◆ **WORK ORDER**
Copy out once more, exactly, the line with "the dark green" and all the lines after it, up to the last line of the data.

◆ **Data items**
=== Begin Enclosure ===
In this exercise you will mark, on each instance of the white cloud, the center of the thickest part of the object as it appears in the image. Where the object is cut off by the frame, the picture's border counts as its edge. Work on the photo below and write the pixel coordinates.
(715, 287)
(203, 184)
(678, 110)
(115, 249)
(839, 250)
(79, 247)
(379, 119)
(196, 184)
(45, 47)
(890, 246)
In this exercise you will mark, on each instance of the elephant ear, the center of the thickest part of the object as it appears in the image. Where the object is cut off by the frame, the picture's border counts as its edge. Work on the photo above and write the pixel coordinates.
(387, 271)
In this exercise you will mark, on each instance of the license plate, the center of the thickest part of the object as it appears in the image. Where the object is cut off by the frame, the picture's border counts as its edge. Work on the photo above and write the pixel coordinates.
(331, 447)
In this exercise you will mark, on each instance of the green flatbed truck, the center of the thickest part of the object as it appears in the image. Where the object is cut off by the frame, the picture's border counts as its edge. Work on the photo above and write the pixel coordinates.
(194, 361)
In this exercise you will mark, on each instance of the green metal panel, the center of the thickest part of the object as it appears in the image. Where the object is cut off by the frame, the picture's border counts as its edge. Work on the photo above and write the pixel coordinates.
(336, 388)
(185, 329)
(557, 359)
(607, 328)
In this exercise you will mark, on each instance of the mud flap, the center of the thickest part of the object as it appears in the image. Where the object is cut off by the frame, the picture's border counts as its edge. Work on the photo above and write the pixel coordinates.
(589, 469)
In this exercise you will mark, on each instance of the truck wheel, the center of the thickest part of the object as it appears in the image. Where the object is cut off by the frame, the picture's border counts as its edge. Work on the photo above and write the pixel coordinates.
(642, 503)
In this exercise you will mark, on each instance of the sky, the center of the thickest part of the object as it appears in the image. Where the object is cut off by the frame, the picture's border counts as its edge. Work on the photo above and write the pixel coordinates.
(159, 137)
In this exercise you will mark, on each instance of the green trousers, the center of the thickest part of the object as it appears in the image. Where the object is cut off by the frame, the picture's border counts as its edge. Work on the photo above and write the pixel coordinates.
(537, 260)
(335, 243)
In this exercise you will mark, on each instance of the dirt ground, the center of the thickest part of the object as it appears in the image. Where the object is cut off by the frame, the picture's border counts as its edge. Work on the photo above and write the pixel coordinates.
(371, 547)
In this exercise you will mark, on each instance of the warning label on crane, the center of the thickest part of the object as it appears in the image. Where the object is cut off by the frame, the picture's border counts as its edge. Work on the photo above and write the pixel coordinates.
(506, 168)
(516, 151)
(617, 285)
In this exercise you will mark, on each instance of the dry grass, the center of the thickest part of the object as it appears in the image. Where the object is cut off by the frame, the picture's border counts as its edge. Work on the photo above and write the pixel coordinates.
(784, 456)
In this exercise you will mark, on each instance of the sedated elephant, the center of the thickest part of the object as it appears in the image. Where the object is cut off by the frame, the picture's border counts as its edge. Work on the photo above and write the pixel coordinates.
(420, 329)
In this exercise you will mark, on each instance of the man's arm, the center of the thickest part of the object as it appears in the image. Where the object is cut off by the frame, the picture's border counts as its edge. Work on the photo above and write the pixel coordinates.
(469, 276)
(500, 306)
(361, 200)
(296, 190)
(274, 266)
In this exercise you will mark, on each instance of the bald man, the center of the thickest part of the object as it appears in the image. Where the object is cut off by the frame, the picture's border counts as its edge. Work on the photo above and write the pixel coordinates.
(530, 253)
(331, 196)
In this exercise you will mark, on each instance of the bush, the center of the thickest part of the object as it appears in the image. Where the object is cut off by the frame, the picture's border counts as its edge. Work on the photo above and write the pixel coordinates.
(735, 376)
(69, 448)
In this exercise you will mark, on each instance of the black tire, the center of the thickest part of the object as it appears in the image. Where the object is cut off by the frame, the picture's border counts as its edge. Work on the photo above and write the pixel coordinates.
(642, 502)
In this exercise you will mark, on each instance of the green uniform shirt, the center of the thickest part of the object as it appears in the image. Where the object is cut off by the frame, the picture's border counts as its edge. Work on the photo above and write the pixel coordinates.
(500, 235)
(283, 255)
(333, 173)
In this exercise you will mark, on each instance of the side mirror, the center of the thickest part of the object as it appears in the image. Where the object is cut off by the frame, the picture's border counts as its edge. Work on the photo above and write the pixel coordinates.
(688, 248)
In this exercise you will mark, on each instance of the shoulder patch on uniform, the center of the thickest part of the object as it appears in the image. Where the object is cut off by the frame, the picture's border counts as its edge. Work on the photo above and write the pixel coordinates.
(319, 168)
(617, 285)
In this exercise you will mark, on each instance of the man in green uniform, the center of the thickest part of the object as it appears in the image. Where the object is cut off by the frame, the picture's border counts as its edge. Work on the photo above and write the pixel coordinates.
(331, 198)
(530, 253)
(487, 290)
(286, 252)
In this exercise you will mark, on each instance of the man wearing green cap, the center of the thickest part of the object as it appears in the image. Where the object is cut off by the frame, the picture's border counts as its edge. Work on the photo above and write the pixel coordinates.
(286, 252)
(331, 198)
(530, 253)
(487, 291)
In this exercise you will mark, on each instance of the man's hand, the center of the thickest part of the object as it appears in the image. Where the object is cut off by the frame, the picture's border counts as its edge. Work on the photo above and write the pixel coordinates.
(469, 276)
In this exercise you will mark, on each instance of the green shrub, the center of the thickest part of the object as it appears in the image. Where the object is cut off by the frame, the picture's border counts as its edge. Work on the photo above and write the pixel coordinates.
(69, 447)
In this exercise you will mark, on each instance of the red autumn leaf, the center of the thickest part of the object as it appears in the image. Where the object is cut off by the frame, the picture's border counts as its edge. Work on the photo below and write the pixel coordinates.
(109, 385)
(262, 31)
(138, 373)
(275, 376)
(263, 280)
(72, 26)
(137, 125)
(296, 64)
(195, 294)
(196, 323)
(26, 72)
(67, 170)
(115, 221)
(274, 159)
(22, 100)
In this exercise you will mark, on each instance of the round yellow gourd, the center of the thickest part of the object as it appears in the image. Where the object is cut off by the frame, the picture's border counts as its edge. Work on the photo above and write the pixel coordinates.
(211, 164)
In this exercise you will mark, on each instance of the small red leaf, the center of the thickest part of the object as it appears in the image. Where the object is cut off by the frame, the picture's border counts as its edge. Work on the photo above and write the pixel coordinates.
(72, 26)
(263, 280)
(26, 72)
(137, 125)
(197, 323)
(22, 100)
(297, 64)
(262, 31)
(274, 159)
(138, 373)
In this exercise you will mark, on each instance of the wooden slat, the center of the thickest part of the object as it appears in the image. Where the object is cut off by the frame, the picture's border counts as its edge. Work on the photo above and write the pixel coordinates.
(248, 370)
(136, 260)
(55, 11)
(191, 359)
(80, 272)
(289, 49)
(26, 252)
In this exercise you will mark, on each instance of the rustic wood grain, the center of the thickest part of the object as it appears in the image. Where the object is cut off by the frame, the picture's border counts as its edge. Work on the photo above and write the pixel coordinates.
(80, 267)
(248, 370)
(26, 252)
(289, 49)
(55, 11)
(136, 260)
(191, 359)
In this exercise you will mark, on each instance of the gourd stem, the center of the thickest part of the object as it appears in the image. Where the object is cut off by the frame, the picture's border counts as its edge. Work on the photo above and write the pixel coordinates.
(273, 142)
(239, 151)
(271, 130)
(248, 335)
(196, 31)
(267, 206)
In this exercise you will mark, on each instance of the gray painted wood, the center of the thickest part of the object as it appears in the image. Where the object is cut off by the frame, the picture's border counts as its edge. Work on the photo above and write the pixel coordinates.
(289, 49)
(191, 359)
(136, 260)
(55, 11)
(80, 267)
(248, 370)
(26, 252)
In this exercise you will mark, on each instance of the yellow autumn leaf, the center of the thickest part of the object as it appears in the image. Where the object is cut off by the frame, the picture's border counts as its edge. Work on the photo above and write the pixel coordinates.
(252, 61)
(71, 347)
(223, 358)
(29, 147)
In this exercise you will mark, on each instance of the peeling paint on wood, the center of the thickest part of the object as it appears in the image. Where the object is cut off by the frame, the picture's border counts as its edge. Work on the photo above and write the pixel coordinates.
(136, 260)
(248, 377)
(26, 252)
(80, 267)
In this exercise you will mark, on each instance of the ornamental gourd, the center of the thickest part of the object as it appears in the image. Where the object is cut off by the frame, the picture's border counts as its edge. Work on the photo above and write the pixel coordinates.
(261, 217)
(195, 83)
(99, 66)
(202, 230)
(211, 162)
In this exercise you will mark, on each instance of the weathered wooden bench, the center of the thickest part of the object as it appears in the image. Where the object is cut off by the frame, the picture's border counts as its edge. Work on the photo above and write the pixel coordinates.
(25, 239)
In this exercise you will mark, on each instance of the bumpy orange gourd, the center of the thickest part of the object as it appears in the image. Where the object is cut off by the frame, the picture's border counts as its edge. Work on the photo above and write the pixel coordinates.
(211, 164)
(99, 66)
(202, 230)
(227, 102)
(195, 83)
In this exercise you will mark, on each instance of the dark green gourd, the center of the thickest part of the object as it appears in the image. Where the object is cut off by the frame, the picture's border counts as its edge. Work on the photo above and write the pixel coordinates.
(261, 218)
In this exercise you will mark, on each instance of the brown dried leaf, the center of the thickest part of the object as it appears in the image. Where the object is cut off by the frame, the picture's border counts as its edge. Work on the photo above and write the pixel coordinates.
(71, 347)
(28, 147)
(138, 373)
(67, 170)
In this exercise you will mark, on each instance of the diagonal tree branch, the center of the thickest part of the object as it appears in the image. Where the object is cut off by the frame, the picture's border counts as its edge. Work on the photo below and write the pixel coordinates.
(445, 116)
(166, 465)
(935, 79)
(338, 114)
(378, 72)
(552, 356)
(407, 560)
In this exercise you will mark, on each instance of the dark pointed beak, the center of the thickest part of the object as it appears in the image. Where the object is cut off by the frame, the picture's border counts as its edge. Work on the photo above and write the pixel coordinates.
=== End Enclosure ===
◆ **TASK RESULT**
In this exercise you will mark, on each instance of the dark green gourd, the center of the thickest part of the object as it appears in the image. Where the object is cut off by the frame, the picture's border counts as its edge. Work on the photo above and write the pixel coordinates.
(261, 218)
In this exercise you will mark, on each instance of the brown dried leaf, the center of the thickest part of the object as it appears in the image. Where the object is cut off by the frame, the picture's border counts as its edge. Work on the photo above and write the pixel coordinates.
(71, 347)
(28, 147)
(138, 373)
(67, 170)
In this exercise you will mark, on each instance of the diagonal tree branch, the center of the thickest part of the object as it appears in the image. Where the object is cut off by the frame, the picture's border counts as its edge. Work on the photo below and write the pixel coordinates.
(445, 116)
(166, 465)
(935, 79)
(338, 114)
(378, 72)
(552, 356)
(407, 560)
In this exercise you will mark, on each instance of the dark pointed beak, the center of the thickest part of the object as it appears in the image. Where the object is cut off by the frame, the picture's border counts as its edge. Work on the photo above and write the pixel coordinates.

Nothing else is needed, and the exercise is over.